__Requirement__
Copy the data below, swapping "wicker chair" for "rattan chair" and keeping everything else the same. Don't include the pictures.

Stored records
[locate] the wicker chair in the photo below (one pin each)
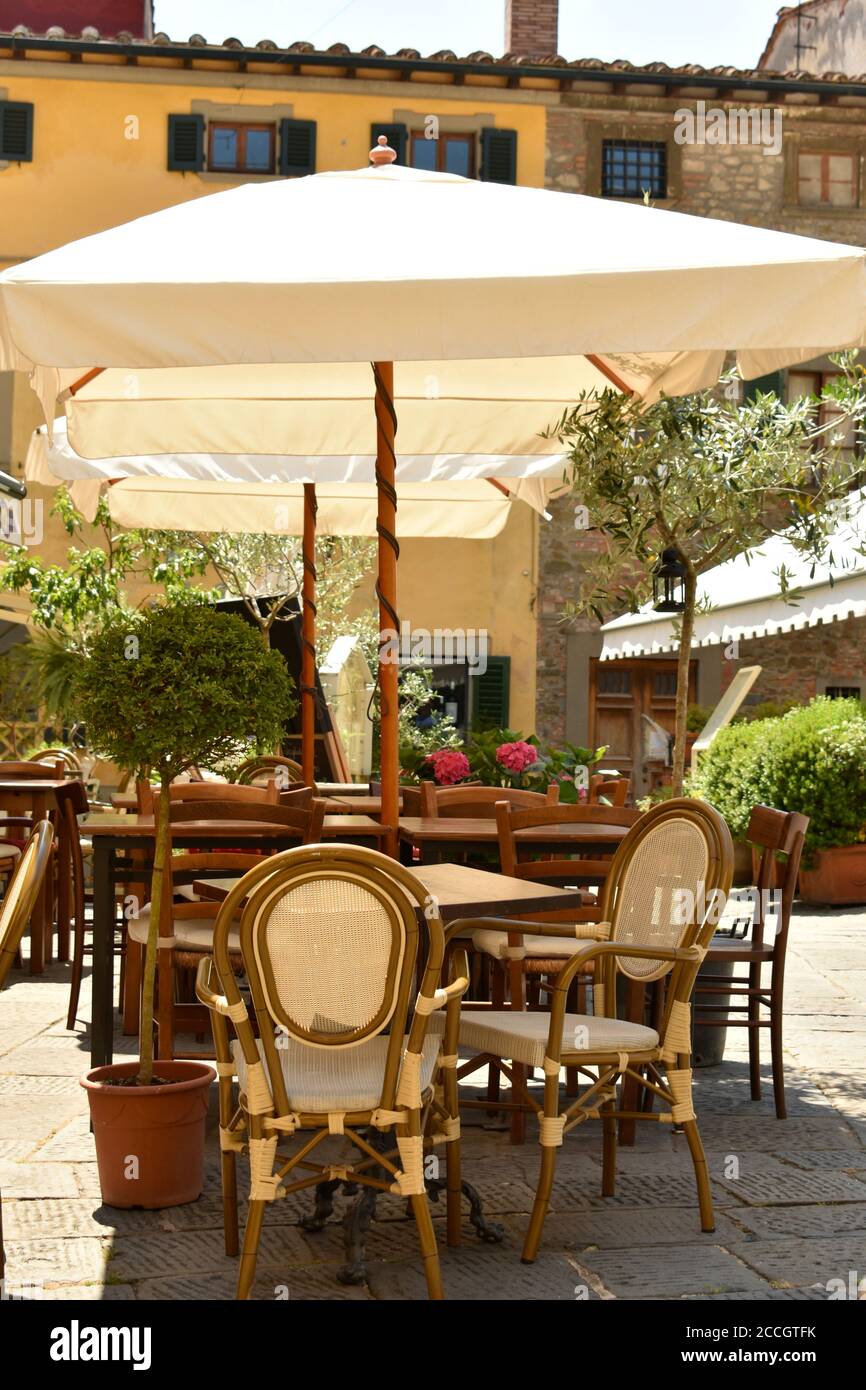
(15, 913)
(331, 945)
(257, 770)
(773, 833)
(649, 930)
(188, 923)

__Written response__
[locate] the rattan chair in the photo below (one pin each)
(15, 913)
(331, 945)
(257, 770)
(773, 833)
(649, 930)
(188, 923)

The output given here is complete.